== Exercise requirements ==
Update the material from the line with "Every <instance> may" to the line with "positive clicks: (397, 339)" by replacing "rough mask" with "coarse mask", leaving all else unchanged, and return only those lines.

───── Input data ─────

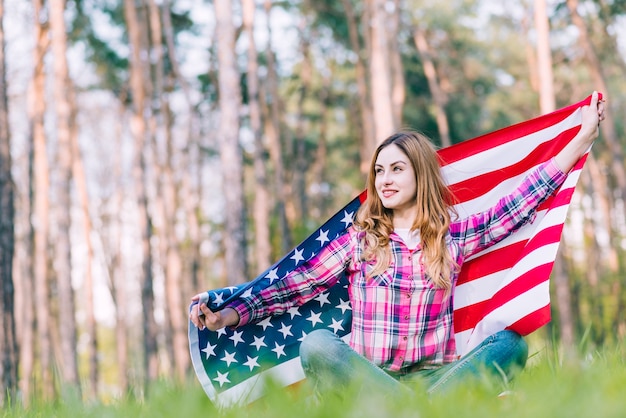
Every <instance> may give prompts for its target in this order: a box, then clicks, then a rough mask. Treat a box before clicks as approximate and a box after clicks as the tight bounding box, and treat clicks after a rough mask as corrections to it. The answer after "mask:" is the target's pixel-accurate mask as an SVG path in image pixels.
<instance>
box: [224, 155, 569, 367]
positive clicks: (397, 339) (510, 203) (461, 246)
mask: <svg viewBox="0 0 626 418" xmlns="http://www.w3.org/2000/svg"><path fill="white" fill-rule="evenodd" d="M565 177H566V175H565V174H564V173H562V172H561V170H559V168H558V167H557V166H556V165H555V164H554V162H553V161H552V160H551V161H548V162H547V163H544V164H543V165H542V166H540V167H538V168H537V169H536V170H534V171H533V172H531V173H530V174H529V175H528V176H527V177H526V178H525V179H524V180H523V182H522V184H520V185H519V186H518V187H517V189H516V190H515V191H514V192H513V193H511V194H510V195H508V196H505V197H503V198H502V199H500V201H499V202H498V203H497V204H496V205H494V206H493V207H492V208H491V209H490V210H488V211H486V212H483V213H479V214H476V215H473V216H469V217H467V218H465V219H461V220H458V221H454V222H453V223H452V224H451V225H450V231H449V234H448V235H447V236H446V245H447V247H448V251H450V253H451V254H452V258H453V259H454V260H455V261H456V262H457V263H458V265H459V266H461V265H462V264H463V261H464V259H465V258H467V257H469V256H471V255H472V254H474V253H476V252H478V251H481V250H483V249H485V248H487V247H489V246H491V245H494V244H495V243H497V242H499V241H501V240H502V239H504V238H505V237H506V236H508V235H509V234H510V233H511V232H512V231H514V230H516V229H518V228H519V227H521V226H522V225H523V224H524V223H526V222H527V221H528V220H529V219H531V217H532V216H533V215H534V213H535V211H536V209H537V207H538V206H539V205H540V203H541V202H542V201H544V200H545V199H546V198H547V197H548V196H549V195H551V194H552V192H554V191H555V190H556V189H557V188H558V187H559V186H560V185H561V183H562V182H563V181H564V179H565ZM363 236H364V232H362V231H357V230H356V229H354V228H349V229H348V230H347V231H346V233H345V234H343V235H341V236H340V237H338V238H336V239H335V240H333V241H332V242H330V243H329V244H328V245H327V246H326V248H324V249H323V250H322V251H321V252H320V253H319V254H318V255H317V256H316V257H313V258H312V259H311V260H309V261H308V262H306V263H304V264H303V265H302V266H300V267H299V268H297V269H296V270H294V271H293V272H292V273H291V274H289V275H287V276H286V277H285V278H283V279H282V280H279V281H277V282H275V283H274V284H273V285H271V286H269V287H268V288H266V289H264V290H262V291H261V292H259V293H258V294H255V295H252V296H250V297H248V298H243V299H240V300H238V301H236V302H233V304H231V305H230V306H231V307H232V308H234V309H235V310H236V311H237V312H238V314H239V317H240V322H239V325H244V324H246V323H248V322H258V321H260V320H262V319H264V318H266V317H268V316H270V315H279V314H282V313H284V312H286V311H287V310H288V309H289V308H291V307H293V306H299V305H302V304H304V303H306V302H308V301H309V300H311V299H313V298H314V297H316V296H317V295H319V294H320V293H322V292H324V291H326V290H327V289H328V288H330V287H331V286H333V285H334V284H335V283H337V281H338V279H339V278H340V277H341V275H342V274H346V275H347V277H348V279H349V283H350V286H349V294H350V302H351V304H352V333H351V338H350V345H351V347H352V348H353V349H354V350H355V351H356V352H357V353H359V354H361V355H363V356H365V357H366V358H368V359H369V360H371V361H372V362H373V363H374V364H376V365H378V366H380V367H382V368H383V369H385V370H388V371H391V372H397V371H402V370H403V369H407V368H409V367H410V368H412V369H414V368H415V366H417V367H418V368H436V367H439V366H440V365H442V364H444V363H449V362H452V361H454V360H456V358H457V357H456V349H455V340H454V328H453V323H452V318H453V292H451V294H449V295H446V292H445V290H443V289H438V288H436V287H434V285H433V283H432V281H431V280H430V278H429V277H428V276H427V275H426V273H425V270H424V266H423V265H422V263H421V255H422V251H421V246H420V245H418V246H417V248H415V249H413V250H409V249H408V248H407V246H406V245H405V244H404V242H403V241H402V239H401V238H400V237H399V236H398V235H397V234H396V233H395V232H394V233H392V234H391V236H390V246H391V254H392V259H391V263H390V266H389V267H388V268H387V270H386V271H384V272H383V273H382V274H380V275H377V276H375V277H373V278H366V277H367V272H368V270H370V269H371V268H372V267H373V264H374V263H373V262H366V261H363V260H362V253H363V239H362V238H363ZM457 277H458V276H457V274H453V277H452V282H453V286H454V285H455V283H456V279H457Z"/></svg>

─────
───── Input data ─────

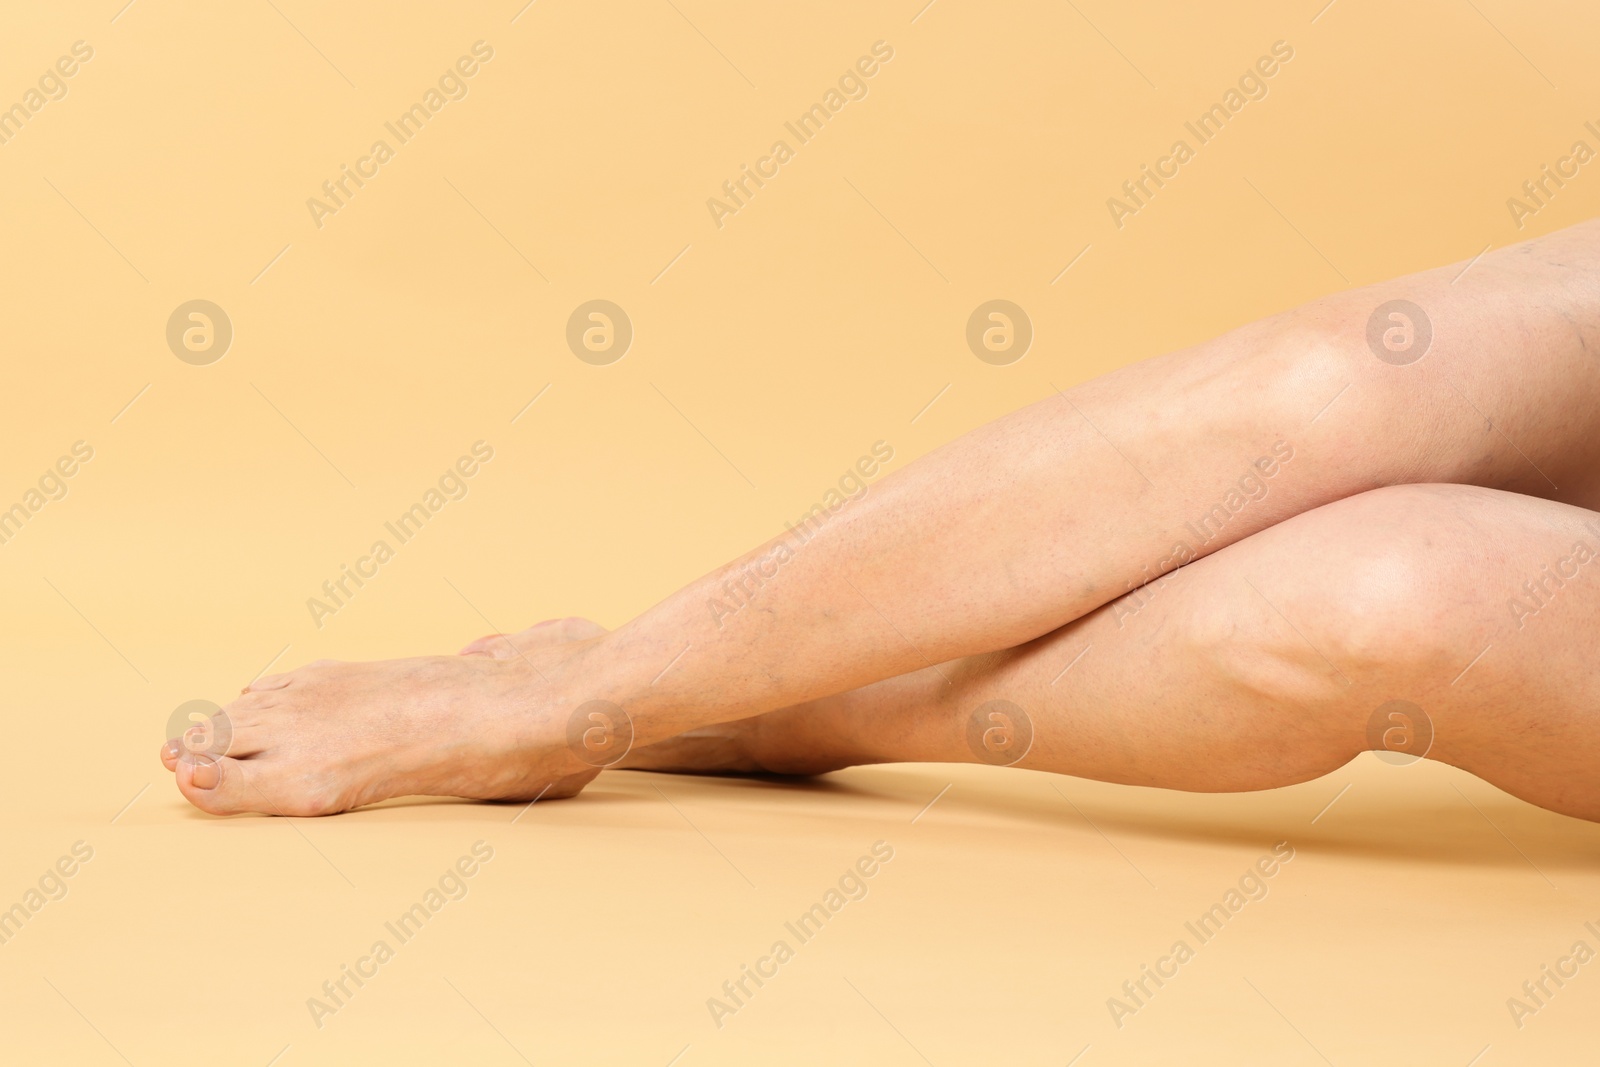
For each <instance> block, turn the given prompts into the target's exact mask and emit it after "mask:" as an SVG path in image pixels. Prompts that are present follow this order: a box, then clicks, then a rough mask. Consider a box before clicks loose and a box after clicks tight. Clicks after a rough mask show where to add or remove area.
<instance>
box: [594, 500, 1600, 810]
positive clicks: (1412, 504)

─────
───── Input data ─────

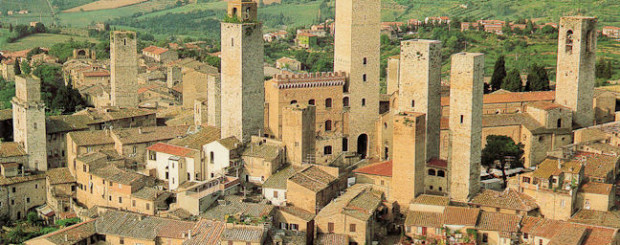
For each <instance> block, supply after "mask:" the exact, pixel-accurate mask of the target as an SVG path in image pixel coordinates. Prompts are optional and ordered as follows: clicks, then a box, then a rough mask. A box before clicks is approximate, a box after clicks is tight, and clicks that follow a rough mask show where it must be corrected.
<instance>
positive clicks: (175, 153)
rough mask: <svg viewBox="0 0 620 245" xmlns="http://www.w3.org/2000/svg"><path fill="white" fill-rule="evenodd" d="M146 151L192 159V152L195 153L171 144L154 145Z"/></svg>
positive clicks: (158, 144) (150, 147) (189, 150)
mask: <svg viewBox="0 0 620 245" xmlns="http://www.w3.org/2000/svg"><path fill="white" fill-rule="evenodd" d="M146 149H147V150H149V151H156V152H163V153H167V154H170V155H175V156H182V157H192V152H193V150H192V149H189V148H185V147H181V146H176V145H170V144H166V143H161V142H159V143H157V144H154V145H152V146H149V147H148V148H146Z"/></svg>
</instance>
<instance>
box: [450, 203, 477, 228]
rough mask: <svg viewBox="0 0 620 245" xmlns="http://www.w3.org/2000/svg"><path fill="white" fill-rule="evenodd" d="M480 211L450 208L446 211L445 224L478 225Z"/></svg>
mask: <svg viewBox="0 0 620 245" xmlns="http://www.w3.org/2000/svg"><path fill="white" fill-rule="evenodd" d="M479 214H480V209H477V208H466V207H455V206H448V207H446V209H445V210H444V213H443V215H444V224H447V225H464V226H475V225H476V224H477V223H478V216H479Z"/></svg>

─────

== Response ==
Every <instance> may give prompts for its target in this order: a box, then clicks, then a coarse mask. Treat a box before clicks as approximate and a box after clicks as the tight bounding box, and treat clicks after a coarse mask as corrections to it. The answer after "mask:" is the target's pixel-accurate mask as an SVG path in image pixels.
<instance>
box: [224, 155, 569, 367]
positive clicks: (397, 339) (510, 203) (461, 246)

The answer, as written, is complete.